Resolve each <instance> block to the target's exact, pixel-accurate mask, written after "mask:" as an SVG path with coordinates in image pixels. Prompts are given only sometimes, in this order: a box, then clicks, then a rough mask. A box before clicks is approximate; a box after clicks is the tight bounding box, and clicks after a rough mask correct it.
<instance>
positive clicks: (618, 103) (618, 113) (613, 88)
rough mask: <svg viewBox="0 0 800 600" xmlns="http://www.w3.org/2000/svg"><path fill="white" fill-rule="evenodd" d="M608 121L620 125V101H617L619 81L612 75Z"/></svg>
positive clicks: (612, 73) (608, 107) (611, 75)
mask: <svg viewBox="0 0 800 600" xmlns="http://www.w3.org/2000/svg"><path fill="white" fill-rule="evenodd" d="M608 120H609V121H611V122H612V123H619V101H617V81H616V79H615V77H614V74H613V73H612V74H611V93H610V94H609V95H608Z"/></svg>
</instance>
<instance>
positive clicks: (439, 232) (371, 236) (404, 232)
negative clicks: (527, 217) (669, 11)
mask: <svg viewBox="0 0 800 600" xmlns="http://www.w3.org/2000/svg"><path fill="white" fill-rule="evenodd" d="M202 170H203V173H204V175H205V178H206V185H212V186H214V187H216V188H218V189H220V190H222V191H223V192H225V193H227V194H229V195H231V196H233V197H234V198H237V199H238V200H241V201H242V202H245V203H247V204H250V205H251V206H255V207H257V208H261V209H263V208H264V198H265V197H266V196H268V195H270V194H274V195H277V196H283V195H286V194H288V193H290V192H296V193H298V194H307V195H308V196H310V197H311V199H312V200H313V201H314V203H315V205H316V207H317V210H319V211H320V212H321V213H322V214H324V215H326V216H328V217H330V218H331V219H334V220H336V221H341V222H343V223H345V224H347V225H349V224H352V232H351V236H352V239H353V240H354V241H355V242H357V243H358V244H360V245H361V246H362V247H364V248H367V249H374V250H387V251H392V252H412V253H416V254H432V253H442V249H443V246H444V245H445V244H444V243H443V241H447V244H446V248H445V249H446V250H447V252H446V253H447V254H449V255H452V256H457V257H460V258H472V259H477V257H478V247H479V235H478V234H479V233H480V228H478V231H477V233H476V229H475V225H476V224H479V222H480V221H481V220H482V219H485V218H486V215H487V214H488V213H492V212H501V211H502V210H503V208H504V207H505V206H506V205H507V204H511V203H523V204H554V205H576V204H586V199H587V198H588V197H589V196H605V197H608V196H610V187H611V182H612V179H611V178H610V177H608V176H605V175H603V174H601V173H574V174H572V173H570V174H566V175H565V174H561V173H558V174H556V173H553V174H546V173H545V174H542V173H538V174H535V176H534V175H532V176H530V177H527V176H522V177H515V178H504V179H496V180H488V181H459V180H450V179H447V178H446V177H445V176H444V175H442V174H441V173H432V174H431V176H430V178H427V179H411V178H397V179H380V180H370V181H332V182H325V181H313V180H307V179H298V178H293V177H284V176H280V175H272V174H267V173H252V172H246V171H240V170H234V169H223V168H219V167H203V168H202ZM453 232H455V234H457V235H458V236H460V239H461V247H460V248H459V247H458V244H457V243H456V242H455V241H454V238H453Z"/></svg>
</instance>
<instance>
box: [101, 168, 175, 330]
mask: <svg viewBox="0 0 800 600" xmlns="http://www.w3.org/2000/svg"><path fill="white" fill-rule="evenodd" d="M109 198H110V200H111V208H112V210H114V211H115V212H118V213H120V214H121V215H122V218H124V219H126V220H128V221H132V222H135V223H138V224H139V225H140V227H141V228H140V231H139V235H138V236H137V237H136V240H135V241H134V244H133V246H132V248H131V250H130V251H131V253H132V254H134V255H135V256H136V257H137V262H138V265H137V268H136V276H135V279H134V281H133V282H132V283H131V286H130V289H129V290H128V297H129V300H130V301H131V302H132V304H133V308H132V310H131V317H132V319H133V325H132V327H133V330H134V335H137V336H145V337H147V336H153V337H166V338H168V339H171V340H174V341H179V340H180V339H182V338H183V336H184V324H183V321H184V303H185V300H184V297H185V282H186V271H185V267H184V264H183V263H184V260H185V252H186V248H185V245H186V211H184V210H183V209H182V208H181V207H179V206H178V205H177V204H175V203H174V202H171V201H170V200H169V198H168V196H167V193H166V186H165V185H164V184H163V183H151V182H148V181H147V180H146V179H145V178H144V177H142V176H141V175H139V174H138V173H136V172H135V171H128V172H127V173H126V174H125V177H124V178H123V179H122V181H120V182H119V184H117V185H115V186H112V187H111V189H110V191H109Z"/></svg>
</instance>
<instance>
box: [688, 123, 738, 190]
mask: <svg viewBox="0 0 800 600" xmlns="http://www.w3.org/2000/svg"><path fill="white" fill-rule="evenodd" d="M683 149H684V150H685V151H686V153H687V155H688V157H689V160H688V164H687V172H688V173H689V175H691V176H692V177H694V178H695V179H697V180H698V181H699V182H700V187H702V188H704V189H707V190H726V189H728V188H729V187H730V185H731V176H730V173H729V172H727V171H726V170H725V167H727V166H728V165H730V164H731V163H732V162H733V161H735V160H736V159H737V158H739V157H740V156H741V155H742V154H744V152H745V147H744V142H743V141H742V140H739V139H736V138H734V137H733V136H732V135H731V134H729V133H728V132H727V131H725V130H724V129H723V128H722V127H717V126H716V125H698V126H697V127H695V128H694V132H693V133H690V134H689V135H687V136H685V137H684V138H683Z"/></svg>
--
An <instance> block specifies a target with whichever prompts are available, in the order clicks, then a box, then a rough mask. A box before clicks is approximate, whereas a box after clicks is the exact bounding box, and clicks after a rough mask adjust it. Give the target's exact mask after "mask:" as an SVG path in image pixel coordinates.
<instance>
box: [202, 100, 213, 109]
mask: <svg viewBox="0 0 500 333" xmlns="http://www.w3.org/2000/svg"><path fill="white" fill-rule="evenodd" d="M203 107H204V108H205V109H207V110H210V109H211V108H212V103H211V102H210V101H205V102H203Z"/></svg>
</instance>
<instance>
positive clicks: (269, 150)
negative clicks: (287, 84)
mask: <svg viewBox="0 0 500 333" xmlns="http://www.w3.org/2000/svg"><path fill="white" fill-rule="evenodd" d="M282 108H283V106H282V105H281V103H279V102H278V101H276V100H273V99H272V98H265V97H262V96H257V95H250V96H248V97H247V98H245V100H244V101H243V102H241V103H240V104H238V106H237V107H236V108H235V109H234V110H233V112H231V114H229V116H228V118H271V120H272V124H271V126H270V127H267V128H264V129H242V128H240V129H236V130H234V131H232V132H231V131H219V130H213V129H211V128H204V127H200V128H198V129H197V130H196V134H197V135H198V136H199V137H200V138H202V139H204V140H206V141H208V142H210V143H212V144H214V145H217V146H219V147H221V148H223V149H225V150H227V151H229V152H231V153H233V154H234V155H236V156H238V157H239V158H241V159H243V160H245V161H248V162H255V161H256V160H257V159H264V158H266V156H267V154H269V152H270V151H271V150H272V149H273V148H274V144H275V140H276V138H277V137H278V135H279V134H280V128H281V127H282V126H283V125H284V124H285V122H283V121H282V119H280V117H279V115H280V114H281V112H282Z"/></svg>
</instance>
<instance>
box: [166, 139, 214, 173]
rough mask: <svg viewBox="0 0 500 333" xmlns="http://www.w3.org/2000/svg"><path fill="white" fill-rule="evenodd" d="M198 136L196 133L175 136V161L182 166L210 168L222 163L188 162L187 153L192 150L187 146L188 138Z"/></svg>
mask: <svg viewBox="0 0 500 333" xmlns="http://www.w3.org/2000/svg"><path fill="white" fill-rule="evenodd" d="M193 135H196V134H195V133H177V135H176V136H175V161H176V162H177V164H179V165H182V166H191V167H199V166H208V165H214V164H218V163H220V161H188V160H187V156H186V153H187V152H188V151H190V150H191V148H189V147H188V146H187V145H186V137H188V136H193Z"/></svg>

**What is being asked**
Filter the entries above down to the lines containing the word "after".

**Solution**
Resolve each <instance> block to the target's exact, pixel-accurate mask, written after "mask:" as an SVG path with coordinates in image pixels. Prompts are given only sometimes, in this order: a box, then clicks, then a rough mask. A box before clicks is approximate; a box after clicks is the tight bounding box, and clicks after a rough mask correct it.
An <instance> block specifies a target with whichever prompts are available, in the order clicks, then a box, then a rough mask. A box before clicks is approximate, whereas a box after clicks is the exact bounding box, and clicks after a rough mask adjust it. Give the target's exact mask after "mask:" as an SVG path in image pixel coordinates.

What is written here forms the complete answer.